_Task goal_
Copy every line of the following data that includes the string "crumpled".

--- Supplied entries Enclosed Below ---

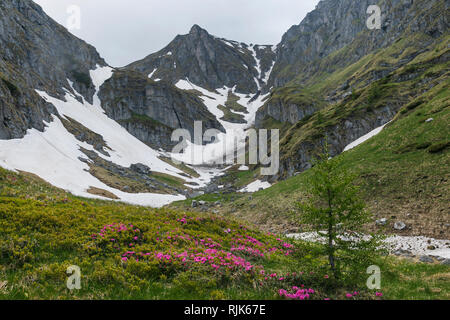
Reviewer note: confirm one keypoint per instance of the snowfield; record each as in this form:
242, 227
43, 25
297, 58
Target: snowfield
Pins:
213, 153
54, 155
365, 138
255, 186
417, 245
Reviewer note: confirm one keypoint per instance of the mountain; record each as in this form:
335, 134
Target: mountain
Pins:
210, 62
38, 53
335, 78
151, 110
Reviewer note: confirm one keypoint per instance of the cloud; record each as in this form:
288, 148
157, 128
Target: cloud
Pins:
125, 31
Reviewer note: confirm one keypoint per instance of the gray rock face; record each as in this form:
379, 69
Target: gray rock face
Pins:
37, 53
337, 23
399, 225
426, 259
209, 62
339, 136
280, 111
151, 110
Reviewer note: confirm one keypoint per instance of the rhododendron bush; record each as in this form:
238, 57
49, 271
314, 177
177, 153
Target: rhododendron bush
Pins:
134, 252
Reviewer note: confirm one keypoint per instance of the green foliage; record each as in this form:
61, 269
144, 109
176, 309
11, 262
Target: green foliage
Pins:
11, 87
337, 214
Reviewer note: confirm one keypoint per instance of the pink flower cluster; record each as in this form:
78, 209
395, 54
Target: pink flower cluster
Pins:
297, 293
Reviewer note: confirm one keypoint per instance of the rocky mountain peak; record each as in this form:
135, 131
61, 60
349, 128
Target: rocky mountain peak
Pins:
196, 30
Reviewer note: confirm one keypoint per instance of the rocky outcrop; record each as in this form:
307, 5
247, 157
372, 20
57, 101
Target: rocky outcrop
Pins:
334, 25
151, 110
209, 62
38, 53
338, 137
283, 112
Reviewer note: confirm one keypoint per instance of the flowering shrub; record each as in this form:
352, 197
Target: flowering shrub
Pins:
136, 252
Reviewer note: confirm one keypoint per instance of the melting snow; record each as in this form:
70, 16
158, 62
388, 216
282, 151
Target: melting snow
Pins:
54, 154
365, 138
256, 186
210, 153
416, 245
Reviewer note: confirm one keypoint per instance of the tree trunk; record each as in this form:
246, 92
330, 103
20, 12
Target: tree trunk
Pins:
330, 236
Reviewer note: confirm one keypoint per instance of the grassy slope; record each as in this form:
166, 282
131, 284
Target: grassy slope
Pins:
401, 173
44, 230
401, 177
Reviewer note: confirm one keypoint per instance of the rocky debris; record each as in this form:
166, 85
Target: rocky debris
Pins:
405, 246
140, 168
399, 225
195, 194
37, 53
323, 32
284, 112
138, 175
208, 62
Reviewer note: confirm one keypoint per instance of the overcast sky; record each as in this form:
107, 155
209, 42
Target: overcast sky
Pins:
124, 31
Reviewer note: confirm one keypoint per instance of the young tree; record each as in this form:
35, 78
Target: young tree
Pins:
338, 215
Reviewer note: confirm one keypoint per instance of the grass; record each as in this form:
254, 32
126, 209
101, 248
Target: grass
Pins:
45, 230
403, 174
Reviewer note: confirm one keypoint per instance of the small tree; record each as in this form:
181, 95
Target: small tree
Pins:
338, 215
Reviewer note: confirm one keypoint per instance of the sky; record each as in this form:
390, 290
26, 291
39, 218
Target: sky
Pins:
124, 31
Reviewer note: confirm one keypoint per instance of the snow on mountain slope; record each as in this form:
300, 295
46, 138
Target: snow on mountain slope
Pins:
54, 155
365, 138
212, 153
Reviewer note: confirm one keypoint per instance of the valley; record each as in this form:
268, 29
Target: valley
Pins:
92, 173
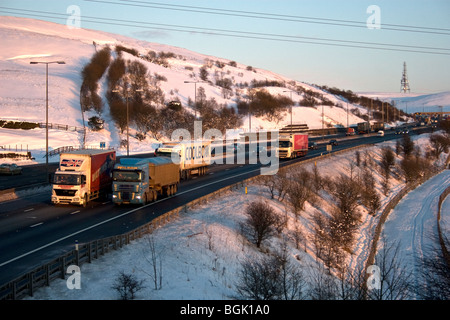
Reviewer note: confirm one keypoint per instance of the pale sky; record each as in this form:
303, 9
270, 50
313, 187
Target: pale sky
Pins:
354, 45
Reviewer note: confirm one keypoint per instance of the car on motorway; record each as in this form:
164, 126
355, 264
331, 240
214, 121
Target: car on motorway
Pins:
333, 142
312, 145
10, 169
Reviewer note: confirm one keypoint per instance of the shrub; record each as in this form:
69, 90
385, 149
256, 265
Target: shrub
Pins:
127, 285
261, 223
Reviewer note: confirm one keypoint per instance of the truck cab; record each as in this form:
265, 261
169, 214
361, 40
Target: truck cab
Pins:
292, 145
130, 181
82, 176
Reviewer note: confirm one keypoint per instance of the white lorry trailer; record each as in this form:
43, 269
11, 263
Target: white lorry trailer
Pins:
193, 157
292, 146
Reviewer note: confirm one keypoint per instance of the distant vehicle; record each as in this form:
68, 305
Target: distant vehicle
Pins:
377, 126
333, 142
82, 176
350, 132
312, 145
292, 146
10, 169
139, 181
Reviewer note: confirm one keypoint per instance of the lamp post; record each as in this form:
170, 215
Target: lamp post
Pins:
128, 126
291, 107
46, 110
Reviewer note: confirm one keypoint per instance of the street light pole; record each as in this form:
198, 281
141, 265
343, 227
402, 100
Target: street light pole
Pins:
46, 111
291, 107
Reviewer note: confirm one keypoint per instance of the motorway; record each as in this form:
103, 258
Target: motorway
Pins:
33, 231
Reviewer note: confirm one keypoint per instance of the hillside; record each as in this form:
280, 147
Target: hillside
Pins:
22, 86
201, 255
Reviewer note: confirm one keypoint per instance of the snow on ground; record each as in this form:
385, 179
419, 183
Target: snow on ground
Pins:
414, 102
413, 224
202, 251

--- End of Enclosed Supplied entries ---
--- Supplied entries Enclosed Below ---

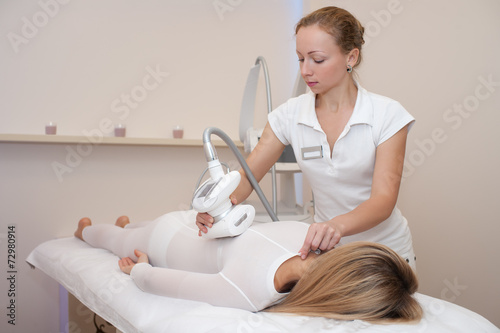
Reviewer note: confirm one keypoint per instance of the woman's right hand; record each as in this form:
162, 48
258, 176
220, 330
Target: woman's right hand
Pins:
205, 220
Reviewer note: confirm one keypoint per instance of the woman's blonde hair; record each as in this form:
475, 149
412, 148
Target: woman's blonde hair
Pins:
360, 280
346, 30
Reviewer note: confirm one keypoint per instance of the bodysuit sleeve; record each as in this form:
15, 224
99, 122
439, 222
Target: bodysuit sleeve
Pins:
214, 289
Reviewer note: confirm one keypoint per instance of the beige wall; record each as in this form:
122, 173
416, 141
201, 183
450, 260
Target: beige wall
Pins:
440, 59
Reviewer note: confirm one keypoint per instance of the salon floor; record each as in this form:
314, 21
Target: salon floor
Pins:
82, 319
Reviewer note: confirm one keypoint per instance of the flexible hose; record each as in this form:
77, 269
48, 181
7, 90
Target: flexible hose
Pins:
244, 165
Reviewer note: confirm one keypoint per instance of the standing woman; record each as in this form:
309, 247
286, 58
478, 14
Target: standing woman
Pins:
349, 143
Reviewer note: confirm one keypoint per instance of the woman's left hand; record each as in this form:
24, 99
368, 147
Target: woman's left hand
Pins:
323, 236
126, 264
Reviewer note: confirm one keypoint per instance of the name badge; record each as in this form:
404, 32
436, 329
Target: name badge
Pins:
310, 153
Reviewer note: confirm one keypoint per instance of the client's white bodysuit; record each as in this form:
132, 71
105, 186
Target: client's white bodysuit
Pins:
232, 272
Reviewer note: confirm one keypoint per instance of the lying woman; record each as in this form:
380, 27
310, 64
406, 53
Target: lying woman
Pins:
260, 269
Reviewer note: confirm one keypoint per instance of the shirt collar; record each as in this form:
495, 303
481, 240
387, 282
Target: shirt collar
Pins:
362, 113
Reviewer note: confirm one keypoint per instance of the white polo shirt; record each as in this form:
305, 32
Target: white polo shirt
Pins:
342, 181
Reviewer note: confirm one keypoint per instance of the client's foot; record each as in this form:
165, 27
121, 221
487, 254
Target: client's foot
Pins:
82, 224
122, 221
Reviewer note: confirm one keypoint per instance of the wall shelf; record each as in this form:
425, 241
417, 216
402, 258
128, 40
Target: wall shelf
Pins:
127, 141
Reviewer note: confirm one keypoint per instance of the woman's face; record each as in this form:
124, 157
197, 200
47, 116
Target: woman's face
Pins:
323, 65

--- End of Enclosed Supplied entries ---
--- Supplied entries Enclosed Below ---

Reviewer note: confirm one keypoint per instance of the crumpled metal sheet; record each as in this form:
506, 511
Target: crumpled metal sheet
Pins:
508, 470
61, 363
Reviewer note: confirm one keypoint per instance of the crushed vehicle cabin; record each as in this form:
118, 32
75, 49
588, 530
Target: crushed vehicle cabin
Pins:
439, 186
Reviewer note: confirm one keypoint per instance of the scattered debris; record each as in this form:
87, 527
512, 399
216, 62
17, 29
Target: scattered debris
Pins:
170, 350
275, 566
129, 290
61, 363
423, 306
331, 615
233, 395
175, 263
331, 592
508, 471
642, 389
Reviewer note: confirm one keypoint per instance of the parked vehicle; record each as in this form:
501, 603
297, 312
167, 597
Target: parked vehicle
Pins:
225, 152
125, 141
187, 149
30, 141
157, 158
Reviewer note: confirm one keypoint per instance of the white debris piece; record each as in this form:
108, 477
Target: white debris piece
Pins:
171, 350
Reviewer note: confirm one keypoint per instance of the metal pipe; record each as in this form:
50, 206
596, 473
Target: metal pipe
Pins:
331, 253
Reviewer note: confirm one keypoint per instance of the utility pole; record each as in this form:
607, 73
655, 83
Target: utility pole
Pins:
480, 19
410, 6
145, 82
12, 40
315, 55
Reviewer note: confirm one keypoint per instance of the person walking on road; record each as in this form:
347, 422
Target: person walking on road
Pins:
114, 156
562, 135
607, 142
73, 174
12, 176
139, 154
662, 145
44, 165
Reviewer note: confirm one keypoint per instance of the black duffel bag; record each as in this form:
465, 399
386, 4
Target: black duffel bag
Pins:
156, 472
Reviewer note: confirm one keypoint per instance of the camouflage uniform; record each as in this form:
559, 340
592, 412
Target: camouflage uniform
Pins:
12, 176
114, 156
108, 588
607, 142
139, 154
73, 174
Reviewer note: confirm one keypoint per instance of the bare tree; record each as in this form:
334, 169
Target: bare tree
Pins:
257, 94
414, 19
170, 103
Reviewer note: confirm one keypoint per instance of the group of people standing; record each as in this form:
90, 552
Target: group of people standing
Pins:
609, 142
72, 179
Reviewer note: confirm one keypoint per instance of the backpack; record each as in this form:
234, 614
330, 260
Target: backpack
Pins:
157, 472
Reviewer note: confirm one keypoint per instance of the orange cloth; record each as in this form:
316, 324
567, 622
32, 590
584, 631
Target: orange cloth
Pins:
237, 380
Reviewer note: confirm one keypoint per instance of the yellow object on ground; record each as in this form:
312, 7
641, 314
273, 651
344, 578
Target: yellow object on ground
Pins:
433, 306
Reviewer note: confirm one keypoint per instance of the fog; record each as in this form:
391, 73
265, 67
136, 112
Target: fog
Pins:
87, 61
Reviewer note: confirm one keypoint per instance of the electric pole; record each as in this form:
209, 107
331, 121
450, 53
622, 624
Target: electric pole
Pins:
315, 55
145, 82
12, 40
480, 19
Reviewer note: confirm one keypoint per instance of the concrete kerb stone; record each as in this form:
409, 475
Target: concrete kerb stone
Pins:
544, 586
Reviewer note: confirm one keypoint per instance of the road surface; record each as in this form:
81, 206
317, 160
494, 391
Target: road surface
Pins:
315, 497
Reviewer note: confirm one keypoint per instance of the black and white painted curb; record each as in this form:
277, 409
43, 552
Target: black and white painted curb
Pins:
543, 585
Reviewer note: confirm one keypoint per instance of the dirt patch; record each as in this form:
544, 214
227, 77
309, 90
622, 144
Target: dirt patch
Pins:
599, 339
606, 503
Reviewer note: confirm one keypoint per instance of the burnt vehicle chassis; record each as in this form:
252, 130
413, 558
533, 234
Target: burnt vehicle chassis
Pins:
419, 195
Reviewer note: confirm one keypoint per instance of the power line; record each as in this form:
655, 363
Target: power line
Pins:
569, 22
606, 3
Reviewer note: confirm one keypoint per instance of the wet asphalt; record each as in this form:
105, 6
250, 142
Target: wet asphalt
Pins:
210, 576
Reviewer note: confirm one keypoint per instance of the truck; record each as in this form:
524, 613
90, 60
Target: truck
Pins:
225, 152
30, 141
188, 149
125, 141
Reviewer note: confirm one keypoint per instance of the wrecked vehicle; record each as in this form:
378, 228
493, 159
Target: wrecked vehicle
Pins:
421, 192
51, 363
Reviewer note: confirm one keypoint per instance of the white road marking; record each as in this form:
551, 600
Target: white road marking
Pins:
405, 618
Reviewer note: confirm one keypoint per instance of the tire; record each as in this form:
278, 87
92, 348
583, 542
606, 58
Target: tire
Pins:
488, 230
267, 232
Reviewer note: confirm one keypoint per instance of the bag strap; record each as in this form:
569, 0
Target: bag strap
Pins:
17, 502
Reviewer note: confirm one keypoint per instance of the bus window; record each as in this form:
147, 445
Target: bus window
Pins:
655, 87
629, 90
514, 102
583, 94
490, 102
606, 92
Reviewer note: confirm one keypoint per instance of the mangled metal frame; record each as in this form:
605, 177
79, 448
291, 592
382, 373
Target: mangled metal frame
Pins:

--- End of Enclosed Supplied entries ---

_Written response_
Reviewer note: confirm one keypoint per instance of the crumpled metal sheet; record each as in this form:
Target: crumpled metal sheet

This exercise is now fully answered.